■ **Study questions**
• a. List every person named in the court ruling report, with the role the report gives each.
• b. Answer these questions from the court ruling report, one line each:
(i) Who delivered the ruling?
(ii) In what month and year was the girl's body found in Burnaby's Central Park?
(iii) What trial time frame did the Jordan application claim had not been met?

■ **Document passage**
This decision comes amidst claims from Ali's defence team of unreasonable trial delays. 

Justice Lance Bernard delivered the ruling, which follows a motion filed by defence lawyer Kevin McCullough, Global News reported on Thursday.

The motion aimed to dismiss Ali's conviction due to what the defence argued were excessively long delays in bringing the case to trial. The Crown blamed these delays on the defence, as well as "exceptional events" including the pandemic. 

Ali's conviction stems from a horrific incident in July 2017 when the body of a 13-year-old girl was discovered in Burnaby's Central Park. Last December, a jury found Ali guilty of first-degree murder, accepting the prosecution's contention that he sexually assaulted and strangled the victim shortly after arriving in Canada as a Syrian refugee.

The case garnered attention not only for its harrowing details but also for the prolonged legal proceedings.

The victim's family endured nearly six years of waiting before the trial concluded, with numerous pre-trial and in-trial delays exacerbating the ordeal.

The defence's Jordan application sought to stay the proceedings on the grounds of failure to adhere to the 30-month trial time frame. McCullough argued that the delays were unjustifiable, given the severity of the charges against Ali and the impact of prolonged legal proceedings on both the defendant and the victim's family.

Despite these arguments, Justice Bernard upheld Ali's conviction, signalling that the court was not swayed by the defence's claims of unreasonable delay.

The reasons behind the ruling have not yet been made public.

■ **Provided information**
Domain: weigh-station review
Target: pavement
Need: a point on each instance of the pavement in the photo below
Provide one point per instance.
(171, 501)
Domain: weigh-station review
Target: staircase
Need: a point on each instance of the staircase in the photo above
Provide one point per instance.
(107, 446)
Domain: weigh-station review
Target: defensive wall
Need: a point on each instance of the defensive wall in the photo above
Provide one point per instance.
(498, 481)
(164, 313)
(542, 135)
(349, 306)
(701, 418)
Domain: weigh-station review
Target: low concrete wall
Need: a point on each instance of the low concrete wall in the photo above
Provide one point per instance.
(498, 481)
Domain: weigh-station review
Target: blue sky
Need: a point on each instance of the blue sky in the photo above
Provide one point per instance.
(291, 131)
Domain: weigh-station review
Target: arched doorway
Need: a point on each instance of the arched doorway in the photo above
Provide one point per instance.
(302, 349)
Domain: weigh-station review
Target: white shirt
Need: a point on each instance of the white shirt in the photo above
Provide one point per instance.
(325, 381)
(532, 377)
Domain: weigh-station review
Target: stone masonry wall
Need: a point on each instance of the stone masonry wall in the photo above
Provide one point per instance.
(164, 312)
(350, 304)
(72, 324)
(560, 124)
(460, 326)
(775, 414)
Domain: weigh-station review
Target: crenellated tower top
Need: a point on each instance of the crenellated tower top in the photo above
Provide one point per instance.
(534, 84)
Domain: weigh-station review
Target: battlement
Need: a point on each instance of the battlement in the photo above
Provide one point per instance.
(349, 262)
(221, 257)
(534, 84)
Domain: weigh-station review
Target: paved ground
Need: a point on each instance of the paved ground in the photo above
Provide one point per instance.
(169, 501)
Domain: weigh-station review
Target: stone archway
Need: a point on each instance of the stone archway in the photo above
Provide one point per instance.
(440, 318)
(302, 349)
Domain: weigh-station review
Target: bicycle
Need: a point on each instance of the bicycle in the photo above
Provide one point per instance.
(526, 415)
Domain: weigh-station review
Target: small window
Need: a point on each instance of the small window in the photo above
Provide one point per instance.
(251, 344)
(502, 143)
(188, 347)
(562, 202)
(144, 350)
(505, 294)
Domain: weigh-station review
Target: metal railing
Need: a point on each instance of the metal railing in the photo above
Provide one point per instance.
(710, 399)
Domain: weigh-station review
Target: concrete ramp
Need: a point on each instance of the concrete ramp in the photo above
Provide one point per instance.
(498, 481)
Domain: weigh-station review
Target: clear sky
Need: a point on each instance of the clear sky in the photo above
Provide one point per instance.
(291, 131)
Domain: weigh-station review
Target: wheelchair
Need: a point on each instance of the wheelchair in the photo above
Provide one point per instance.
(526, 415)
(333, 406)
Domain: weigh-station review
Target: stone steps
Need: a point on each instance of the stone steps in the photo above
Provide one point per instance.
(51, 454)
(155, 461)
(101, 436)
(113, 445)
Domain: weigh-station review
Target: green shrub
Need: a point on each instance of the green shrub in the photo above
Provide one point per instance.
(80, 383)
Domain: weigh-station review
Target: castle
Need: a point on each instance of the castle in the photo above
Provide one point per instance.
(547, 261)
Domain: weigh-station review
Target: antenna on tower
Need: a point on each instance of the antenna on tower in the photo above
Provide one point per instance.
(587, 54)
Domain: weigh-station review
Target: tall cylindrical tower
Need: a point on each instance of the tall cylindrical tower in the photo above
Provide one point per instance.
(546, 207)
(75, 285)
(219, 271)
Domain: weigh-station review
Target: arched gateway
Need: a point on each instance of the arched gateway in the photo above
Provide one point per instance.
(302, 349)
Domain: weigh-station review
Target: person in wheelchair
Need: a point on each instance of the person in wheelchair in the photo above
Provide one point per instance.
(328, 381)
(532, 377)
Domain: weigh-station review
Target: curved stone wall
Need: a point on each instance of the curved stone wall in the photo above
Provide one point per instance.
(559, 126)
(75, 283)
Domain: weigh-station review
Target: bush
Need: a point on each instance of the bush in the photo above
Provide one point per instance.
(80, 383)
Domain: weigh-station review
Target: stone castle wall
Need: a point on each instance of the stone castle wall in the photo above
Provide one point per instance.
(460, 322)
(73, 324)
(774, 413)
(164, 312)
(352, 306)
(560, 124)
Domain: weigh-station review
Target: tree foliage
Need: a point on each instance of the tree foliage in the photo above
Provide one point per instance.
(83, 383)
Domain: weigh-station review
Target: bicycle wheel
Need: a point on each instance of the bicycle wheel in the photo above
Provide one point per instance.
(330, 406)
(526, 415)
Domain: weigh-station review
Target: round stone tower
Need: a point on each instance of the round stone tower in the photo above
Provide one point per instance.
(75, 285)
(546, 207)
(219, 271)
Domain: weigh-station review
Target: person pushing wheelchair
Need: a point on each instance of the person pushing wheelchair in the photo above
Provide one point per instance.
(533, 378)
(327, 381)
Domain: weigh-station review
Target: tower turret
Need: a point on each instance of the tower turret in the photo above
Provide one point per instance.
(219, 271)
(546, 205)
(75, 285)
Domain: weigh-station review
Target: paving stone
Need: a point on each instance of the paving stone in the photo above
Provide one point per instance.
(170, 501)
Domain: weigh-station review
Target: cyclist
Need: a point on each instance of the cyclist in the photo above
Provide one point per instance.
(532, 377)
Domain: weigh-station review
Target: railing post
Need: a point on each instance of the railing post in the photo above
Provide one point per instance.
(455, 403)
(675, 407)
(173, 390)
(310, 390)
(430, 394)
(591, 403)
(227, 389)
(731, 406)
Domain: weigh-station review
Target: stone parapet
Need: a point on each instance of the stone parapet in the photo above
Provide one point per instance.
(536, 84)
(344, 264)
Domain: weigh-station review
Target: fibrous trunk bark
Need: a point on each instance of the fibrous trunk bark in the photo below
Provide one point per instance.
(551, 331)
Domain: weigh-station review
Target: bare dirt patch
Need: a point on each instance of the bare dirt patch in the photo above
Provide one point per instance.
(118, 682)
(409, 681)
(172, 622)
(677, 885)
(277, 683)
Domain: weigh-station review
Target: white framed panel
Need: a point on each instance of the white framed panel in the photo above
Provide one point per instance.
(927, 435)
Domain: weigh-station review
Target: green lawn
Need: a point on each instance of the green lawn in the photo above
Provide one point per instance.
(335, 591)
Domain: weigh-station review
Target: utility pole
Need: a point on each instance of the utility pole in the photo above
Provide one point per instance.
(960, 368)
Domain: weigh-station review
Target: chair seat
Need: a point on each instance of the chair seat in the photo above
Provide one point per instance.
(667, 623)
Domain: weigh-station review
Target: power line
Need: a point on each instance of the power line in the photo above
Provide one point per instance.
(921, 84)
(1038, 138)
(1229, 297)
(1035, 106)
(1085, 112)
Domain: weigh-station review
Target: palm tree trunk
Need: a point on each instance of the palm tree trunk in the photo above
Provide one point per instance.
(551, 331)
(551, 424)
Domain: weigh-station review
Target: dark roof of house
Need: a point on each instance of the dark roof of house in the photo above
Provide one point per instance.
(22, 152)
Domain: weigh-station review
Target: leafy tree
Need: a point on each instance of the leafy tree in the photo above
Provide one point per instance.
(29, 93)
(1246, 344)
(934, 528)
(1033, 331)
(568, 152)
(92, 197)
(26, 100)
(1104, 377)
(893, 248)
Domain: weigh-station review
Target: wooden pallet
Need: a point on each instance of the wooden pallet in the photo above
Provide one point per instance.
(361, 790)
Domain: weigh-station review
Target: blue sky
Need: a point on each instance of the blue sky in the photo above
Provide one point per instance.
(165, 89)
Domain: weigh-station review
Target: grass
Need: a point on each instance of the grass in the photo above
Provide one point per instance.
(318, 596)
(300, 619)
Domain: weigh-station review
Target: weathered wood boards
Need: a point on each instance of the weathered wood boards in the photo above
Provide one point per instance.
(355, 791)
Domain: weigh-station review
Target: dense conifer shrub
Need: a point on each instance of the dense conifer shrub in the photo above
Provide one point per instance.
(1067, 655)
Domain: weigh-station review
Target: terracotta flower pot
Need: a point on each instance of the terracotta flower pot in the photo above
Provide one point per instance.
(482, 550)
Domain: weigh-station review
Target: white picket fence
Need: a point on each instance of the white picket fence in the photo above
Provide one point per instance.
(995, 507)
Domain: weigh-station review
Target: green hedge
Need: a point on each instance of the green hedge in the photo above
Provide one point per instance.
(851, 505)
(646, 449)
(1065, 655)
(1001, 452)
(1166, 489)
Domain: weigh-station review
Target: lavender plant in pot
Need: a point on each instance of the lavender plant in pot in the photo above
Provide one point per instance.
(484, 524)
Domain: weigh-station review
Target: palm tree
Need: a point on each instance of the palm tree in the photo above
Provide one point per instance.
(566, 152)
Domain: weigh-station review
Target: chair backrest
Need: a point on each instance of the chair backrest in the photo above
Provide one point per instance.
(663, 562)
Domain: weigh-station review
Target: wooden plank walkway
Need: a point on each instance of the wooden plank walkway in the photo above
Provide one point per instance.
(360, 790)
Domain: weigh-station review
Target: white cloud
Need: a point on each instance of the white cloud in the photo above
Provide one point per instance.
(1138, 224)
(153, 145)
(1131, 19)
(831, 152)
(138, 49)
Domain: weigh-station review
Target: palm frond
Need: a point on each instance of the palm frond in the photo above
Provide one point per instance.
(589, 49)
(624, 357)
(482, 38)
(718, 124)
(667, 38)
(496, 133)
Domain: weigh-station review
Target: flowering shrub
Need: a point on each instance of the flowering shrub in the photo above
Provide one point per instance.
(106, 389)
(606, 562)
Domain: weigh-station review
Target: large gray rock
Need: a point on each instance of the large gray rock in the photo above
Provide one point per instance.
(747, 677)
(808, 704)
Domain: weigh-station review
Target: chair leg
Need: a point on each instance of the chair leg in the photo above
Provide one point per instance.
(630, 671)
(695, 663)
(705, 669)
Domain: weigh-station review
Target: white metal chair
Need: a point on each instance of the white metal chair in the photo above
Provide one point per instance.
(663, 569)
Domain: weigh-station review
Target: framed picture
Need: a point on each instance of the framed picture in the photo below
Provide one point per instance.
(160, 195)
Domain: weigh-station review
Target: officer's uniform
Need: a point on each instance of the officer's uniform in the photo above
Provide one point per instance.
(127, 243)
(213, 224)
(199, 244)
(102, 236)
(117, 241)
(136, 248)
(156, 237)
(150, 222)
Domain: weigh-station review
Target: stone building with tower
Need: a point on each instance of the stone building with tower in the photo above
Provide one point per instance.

■ **Answers provided**
• a.
- Ali: the defendant whose first-degree murder conviction was upheld
- Justice Lance Bernard: the judge who delivered the ruling
- Kevin McCullough: the defence lawyer who filed the motion

• b.
(i) Justice Lance Bernard
(ii) July 2017
(iii) 30 months